Each record below must be retyped exactly, with nothing left out.

::::

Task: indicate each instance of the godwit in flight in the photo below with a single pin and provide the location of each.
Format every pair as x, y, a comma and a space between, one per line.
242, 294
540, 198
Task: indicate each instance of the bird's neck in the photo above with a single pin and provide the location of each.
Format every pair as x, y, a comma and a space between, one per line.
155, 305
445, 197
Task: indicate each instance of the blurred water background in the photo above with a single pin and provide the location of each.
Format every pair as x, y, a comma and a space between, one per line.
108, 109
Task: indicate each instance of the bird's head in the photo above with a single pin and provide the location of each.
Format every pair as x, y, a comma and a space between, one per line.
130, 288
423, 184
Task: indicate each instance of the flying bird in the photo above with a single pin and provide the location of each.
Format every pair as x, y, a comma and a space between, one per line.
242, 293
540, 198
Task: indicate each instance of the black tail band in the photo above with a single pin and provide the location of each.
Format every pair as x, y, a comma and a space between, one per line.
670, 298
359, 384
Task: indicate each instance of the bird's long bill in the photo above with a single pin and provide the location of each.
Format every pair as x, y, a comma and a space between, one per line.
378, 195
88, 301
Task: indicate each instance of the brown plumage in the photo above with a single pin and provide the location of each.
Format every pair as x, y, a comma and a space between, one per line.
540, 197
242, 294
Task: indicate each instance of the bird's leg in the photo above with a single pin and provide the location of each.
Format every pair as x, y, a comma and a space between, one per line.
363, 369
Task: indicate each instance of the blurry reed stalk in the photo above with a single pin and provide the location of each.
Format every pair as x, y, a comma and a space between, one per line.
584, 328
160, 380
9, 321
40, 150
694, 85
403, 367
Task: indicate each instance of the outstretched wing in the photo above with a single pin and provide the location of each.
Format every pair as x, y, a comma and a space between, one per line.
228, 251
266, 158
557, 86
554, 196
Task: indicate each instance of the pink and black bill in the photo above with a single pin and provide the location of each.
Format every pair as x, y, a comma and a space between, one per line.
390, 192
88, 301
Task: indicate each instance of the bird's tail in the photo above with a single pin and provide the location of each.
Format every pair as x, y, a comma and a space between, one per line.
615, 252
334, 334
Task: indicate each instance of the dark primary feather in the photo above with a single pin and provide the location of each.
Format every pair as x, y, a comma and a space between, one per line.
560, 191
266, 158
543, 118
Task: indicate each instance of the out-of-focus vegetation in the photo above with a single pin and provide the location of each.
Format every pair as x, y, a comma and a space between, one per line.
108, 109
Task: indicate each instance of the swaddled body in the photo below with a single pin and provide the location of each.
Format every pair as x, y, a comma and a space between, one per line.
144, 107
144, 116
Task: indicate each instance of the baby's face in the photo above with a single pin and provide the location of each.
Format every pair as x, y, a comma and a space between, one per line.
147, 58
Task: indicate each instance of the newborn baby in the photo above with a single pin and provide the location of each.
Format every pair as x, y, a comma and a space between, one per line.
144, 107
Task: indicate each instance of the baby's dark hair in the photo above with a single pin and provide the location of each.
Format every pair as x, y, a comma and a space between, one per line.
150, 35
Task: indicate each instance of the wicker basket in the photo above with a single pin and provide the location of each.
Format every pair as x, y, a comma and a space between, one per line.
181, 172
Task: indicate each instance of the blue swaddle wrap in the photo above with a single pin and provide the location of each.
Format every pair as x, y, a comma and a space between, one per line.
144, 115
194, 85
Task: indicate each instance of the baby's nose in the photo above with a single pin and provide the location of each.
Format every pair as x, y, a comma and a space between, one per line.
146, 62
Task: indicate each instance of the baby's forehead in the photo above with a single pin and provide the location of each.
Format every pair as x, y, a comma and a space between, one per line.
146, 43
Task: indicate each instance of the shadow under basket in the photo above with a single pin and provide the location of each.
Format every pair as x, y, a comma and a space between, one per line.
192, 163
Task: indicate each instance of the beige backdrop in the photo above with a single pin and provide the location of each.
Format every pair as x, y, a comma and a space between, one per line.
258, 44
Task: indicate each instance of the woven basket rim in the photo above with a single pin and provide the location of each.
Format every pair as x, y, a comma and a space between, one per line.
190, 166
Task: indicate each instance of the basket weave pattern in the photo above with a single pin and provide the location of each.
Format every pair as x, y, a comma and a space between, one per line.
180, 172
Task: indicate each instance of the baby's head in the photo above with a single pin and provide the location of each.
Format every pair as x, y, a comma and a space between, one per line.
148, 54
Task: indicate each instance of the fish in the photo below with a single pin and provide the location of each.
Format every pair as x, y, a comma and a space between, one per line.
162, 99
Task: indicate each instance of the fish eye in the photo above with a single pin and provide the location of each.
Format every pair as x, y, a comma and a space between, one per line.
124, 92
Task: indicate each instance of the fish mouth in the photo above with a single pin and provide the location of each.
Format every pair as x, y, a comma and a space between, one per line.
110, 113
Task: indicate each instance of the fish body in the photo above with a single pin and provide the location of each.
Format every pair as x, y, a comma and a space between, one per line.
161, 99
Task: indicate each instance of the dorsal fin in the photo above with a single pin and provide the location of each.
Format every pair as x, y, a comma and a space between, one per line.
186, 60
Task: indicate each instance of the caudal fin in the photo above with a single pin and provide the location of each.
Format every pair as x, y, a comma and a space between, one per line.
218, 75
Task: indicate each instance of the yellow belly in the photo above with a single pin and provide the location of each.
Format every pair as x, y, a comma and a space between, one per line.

::::

SOLUTION FOR THIS EXERCISE:
Task: indicate each instance of the godwit in flight in the photo below with a single pin and provide the location of each.
Format every pair as x, y, a comma and a space between, one per line.
242, 294
540, 198
Task: indicate each instance of the bird's neck in the photo above with a single pin and provide the location of each.
Format every pair as x, y, a comma and a space between, one per line.
155, 305
445, 197
Task: indicate each instance of the blurred water background in the photo above with a single pin and provide the location of each.
Format every pair as x, y, a comma and a space between, one per line.
108, 109
Task: indicate each instance of the bird's head in the photo above with a single pin and provide the location of each.
Format every pair as x, y, a comma and a space between, one per line.
130, 288
423, 184
Task: indicate each instance of the flying bird in the photo above with a single pin and provide the location of each.
Format every pair as x, y, a comma and a space between, one per line.
242, 293
540, 198
Task: indicate each instance of the black tail band in the photo above with a single pin and provide the location of each.
Format every pair as x, y, a comma and a space between, one per line.
670, 298
359, 384
Task: indicate each instance of the bird's long bill in the photo above with a single pin and provide the location of each.
Format every pair as x, y, a comma and a space between, one per line.
378, 195
88, 301
Task: indicate each instance of the brown plumage in the photo above with a single pin and provide the location of each.
Format every pair as x, y, a comma and a space between, one per line.
540, 197
242, 294
Task: indicate each instance of the bird's leg in the photo above with a single pin and provide the location of each.
Format every pair as x, y, a comma and a space between, one per line.
363, 369
Task: indicate each instance of the blurry reed stalk in the photo above with a single pin and provide the location of each.
Format every pair as x, y, a comma and a space between, one per line.
584, 328
160, 380
9, 321
40, 150
694, 85
403, 367
Task: indicate each instance of the outstretched wing in the photo above with a single pin and provide the location of each.
Format every pair as x, y, a comma and a space between, one per line.
228, 251
266, 158
557, 86
554, 196
Task: indicate each instance of the pink and black bill in the photo above with a single pin and provide the location of each.
Format every pair as x, y, a comma and a space between, one per line.
390, 192
88, 301
Task: indicate each instance of the bird's tail in the photo above with a single pin and provide the location of each.
Format every pair as x, y, a comma and a space between, one per line.
615, 252
334, 334
Task: indicate each instance of the dark primary feather in the photo above with a single pin and provide the location of each.
Format every pair as x, y, a comma and a space between, one per line.
560, 191
266, 158
543, 118
Task: indicate each instance of the out-of-focus vegetation in the photo above with a single pin and provide the location of each.
Format every pair as x, y, a comma and a space between, one per line.
108, 109
Task: indicate each instance of the swaddled body in the photo below with a single pin and provide the location of each.
Format every pair as x, y, a comma and a space between, one per line.
144, 107
144, 116
Task: indicate each instance of the baby's face in the photo above with a single pin and provide the location of each.
Format every pair as x, y, a comma and a space between, one per line.
147, 58
Task: indicate each instance of the newborn baby in the photo above with a single pin and provide the location of each.
Format every pair as x, y, a comma and a space between, one per line.
144, 107
Task: indicate each instance of the baby's dark hair in the photo above with a single pin and provide the location of each.
Format every pair as x, y, a comma and a space between, one per line.
150, 35
Task: indicate each instance of the wicker basket in the photo above with a single pin and provide the location of each.
Format every pair as x, y, a comma and a space between, one per line.
181, 172
Task: indicate each instance of the blue swaddle wrap in the photo above with a single pin and provide the location of each.
Format every pair as x, y, a comma and a space between, one per line.
144, 115
194, 85
Task: indicate each instance of the baby's nose in the photo above with a single pin and provide the location of each.
Format every pair as x, y, a comma and a space between, one per line.
146, 62
Task: indicate each instance of the baby's forehead in the photo above with a single pin and provide the location of each.
Format every pair as x, y, a comma and a space between, one per line.
146, 43
Task: indicate each instance of the shadow under basket in the photo above with a single pin and provide the location of each.
Format every pair as x, y, a comma and a space between, one per line.
192, 163
Task: indicate each instance of the beige backdrop in the photo above with a single pin and provide the location of each.
Format every pair as x, y, a comma and a space between, one per line.
258, 44
Task: indicate each instance of the woven basket rim in the photo above with a single pin and provide the location of each.
Format every pair as x, y, a comma and a space between, one per line.
190, 166
Task: indicate each instance of the basket weave pattern in the photo above with a single pin and provide the location of each.
Format every pair as x, y, a comma and a space between, one per line.
180, 172
Task: indicate each instance of the baby's head in the photo above with a single pin and provide the location of each.
Format every pair as x, y, a comma and a space between, one per line.
148, 54
Task: indicate each instance of the fish in the photo below with a single pin and provide the location of each.
Format every pair as x, y, a comma and a space between, one per line.
162, 99
Task: indicate each instance of the fish eye in the photo above with a single pin and provide the location of each.
Format every pair as x, y, a comma and a space between, one per line.
124, 92
Task: indicate each instance of the fish mouth in the photo above with a single pin and provide the location of each.
Format every pair as x, y, a comma and a space between, one per line.
110, 113
Task: indicate each instance of the fish body in the photo above with a single pin and provide the location of each.
Format every pair as x, y, a comma and a space between, one per line.
161, 99
Task: indicate each instance of the dorsal fin in the photo above with a single pin and provide the location of each.
Format every pair as x, y, a comma and a space between, one per line.
186, 60
Task: indicate each instance of the caudal fin in the photo above with a single pin and provide the location of each.
Format every pair as x, y, a comma and a space between, one per line.
218, 75
Task: indicate each instance of the yellow belly in the photo above with a single pin and provide the location of each.
Format every pair as x, y, a comma and a space between, one per line.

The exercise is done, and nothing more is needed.